- [AIM] Copy every one of the rows below word for word, leaving each line unchanged.
---------- LISTED RECORDS
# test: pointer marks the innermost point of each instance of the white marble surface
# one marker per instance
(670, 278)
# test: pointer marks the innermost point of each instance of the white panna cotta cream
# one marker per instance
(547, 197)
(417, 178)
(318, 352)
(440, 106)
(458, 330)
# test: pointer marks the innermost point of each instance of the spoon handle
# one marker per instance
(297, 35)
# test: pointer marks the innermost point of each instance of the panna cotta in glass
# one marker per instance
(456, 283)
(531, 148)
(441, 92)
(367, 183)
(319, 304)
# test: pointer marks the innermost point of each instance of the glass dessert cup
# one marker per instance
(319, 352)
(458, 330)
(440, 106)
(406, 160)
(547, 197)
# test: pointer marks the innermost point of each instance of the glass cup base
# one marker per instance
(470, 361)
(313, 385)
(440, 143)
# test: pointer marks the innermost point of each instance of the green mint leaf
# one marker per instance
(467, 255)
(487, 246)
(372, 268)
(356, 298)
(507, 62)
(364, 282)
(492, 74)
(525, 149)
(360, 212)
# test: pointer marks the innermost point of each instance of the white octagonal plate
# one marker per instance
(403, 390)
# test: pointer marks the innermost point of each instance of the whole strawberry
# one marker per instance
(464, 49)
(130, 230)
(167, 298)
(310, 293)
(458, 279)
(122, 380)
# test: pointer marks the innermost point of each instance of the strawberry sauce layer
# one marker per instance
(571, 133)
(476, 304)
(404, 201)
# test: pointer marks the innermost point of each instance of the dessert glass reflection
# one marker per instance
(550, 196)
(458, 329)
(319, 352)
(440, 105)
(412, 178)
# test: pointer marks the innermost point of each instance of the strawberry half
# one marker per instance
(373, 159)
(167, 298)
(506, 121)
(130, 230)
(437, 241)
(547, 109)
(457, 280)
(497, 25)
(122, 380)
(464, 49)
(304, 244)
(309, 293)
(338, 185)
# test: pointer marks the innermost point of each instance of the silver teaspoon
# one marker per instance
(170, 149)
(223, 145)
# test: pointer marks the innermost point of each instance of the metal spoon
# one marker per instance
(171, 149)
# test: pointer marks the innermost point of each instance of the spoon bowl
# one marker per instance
--------------------
- [SOLUTION TO THE PROBLEM]
# test: pointer marks the innermost point of each instance of the white marble surface
# one marker per instance
(670, 278)
# test: pointer marks the innermost point of each instance of the white panna cotta cream
# one marker per instance
(547, 197)
(417, 178)
(318, 352)
(440, 106)
(458, 330)
# test: pointer marks the innermost point of each instance of the spoon handle
# one marker per instance
(297, 35)
# test: pointer marks the innermost point of each instance of the panna cotta in glass
# one marker per instance
(456, 283)
(531, 148)
(441, 92)
(367, 183)
(319, 304)
# test: pointer marks the innermost point of each instance of the glass dessert cup
# one marker per instance
(319, 352)
(458, 330)
(440, 106)
(406, 160)
(547, 197)
# test: pointer marks the innermost point of each instance of the glass cup base
# one marker per instance
(470, 361)
(313, 385)
(440, 143)
# test: pointer marks the innermost point of each instance of the green mint leaf
# one marker per instance
(467, 255)
(487, 246)
(372, 268)
(356, 298)
(507, 62)
(364, 282)
(492, 74)
(525, 149)
(360, 212)
# test: pointer marks the innermost point of each instance of the white octagonal plate
# one marker per instance
(403, 390)
# test: pointer marks the innermost point of each instance of the whole strawberry
# one marker per instance
(464, 49)
(130, 230)
(167, 298)
(310, 293)
(458, 279)
(122, 380)
# test: pointer marks the innermost point of each instance of the strawberry sauce layer
# one marker per instance
(571, 133)
(476, 304)
(404, 201)
# test: pointer marks the innermost point of each instance of the dessert glass reflection
# one marker per instance
(550, 196)
(458, 329)
(319, 352)
(440, 105)
(412, 178)
# test: pointer marks the innermost point of each instance of the strawberry half
# one marker per instance
(373, 159)
(167, 298)
(506, 121)
(130, 230)
(437, 241)
(547, 109)
(457, 280)
(497, 25)
(122, 380)
(464, 49)
(304, 244)
(309, 293)
(338, 185)
# test: pointer marks the innermost point of each instance of the silver teaspoon
# one marker per instance
(170, 149)
(223, 145)
# test: pointer marks the innermost point of each instance of the metal spoon
# one marker per instance
(171, 149)
# test: pointer marks the innermost point of each instance of the spoon bowl
# one marker per instance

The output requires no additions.